▶ _REQUESTS_:
1/ In the passage about the robotic baby, what is the name of the program the son's school has joined?
2/ Set down the passage about the robotic baby word for word, between "It’s 3:30 a.m." and "meant to learn?", inclusive.
3/ Resume the passage about the robotic baby, starting after its last sentence.

▶ _PASSAGE SHOWN_:
==========

It’s 3:30 a.m. We wake to sounds of a crying baby, coming from our son’s bedroom. But our son is 15. Is it the ghost of Infancy Past? No, it’s part of a school sex education experiment. Our son’s robotic baby has erupted in the middle of the night to demonstrate the “joys” of teen parenthood.
But the “baby” cries on, insistently, with no response from our son, though they are sharing the same bed. We have to get up and rouse him from his deep sleep. It turns out the baby had already awakened him by crying at 1 a.m. And now he is too exhausted to respond again without an extra prompt. Unfortunately, in just a few hours our son will have to get ready for school, despite his restless night. Is this a lesson he is meant to learn?
Our son’s school has signed on to a program called Baby Think It Over, meant to demonstrate to tenth graders how the responsibilities of child care may impinge on their carefree teenage pleasures. Student “parents” are fitted out with electronic bracelets to ensure that only they can offer the care their robotic babies need, whether it is a bottle or a hug or a diaper change.

==========

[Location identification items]
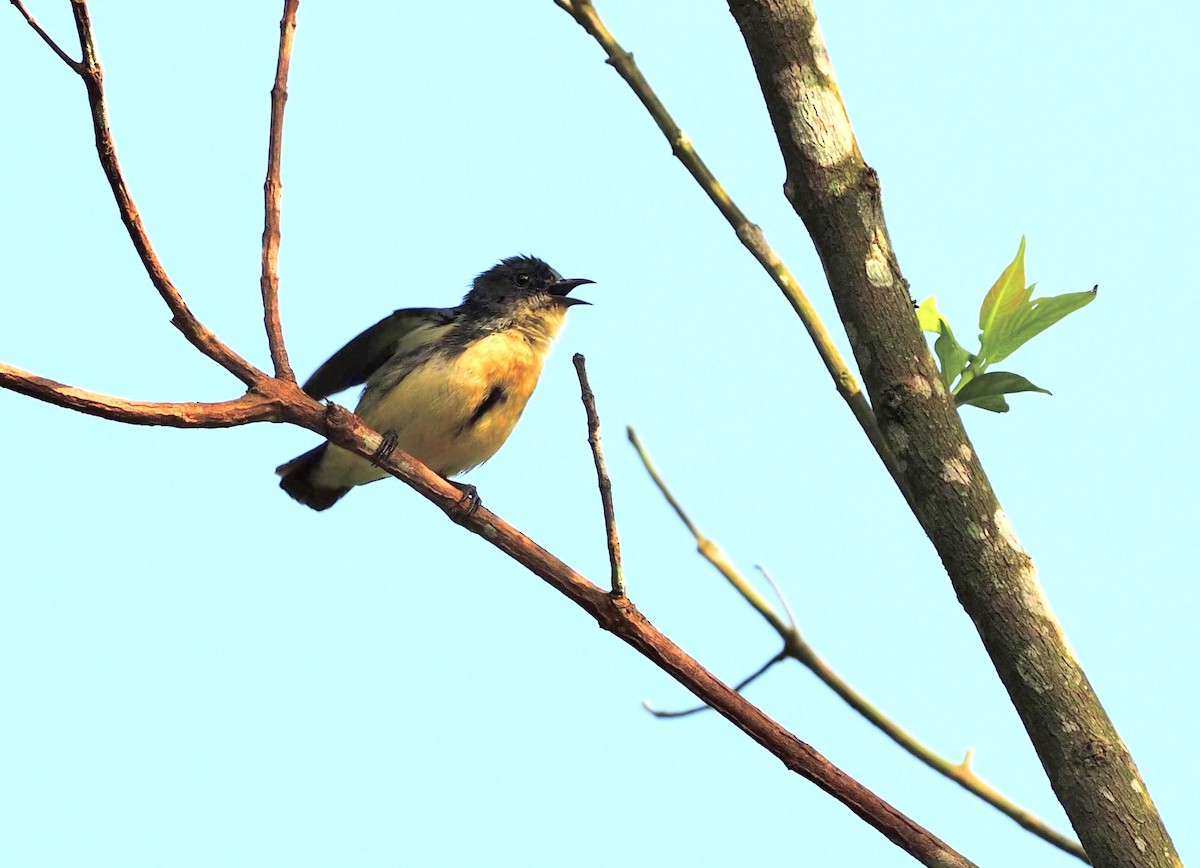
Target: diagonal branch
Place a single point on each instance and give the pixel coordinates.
(47, 39)
(273, 190)
(750, 234)
(247, 408)
(837, 196)
(798, 648)
(193, 330)
(618, 616)
(288, 403)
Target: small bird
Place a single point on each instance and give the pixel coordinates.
(444, 384)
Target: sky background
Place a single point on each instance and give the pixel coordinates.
(197, 671)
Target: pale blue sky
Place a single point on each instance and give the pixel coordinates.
(197, 671)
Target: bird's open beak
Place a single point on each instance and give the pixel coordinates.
(561, 289)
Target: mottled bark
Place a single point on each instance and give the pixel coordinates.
(838, 197)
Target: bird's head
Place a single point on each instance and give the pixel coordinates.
(522, 285)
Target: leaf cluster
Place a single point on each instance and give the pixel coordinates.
(1008, 318)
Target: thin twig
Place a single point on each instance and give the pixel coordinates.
(183, 318)
(707, 548)
(610, 519)
(250, 407)
(273, 190)
(796, 647)
(612, 612)
(739, 687)
(46, 37)
(750, 234)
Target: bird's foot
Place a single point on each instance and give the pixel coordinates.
(469, 501)
(387, 447)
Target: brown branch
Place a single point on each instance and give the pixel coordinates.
(289, 403)
(739, 687)
(798, 648)
(618, 616)
(838, 197)
(247, 408)
(193, 330)
(273, 190)
(610, 518)
(48, 40)
(748, 233)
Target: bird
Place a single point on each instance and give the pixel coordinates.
(444, 384)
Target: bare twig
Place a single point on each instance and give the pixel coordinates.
(183, 318)
(613, 612)
(796, 647)
(47, 39)
(247, 408)
(739, 687)
(273, 190)
(839, 198)
(749, 233)
(610, 519)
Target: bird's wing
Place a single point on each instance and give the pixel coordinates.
(400, 333)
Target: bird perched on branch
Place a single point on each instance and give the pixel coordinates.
(444, 384)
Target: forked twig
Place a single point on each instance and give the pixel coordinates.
(749, 233)
(797, 647)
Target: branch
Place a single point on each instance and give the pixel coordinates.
(750, 234)
(739, 687)
(796, 647)
(193, 330)
(613, 612)
(838, 197)
(610, 519)
(618, 616)
(47, 39)
(271, 191)
(247, 408)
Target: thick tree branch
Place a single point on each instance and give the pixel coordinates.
(287, 402)
(750, 234)
(798, 648)
(618, 616)
(838, 197)
(273, 190)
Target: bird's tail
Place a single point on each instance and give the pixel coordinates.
(295, 478)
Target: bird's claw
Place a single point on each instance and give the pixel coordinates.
(469, 501)
(387, 447)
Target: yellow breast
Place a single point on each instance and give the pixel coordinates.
(453, 412)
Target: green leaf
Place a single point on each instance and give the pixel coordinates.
(996, 403)
(988, 389)
(952, 358)
(1002, 301)
(1035, 317)
(1008, 318)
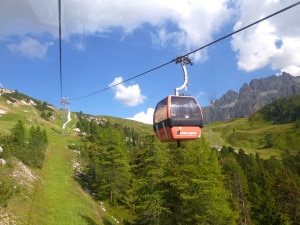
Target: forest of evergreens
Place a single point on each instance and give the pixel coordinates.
(162, 184)
(159, 183)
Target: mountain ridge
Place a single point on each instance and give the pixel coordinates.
(251, 97)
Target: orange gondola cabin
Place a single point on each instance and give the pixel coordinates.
(178, 118)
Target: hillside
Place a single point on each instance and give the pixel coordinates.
(114, 171)
(269, 131)
(251, 97)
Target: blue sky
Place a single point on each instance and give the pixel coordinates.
(105, 42)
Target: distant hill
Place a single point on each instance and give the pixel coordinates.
(251, 97)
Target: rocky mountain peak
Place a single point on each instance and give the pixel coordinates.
(251, 97)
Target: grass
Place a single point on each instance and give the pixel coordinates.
(250, 135)
(59, 199)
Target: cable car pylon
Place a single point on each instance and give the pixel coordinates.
(178, 117)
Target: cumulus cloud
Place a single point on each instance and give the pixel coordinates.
(192, 22)
(270, 43)
(30, 47)
(129, 95)
(182, 25)
(144, 117)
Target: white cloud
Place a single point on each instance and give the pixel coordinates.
(193, 22)
(30, 47)
(130, 95)
(258, 46)
(144, 117)
(183, 25)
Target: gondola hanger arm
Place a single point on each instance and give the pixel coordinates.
(183, 60)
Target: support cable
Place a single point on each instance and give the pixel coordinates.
(194, 51)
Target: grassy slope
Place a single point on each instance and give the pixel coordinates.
(57, 198)
(250, 135)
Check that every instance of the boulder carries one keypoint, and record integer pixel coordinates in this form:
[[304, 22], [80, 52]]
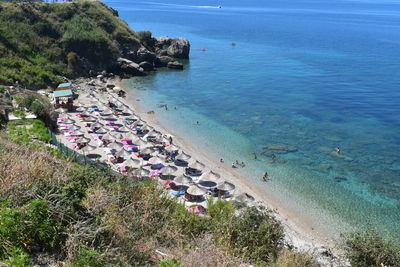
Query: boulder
[[175, 65], [147, 66], [280, 148], [163, 61], [129, 67], [145, 55], [173, 47]]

==========

▶ _ANSWER SET_:
1/ Baby Think It Over

2/
It’s 3:30 a.m. We wake to sounds of a crying baby, coming from our son’s bedroom. But our son is 15. Is it the ghost of Infancy Past? No, it’s part of a school sex education experiment. Our son’s robotic baby has erupted in the middle of the night to demonstrate the “joys” of teen parenthood.
But the “baby” cries on, insistently, with no response from our son, though they are sharing the same bed. We have to get up and rouse him from his deep sleep. It turns out the baby had already awakened him by crying at 1 a.m. And now he is too exhausted to respond again without an extra prompt. Unfortunately, in just a few hours our son will have to get ready for school, despite his restless night. Is this a lesson he is meant to learn?

3/
One unfortunate result of this exercise is the negative reaction some caregivers have to their robotic charges. Some students see these baby dolls only as a hassle. They feel no warmth or emotional attachment to this computerized plastic construction. It is not, after all, flesh of their flesh or the product of their love. Just a school assignment, somewhat stranger than most.
According to a 2016 study reported in Australian media: “The virtual infants made by company Realityworks are used in around 2,000 schools in Australia, 67 per cent of schools in the US and in 40,000 institutions in 89 other countries in a bid to deter teenage girls from getting pregnant.
“The doll reports on mishandling, crying time, the number of nappy changes and general care…”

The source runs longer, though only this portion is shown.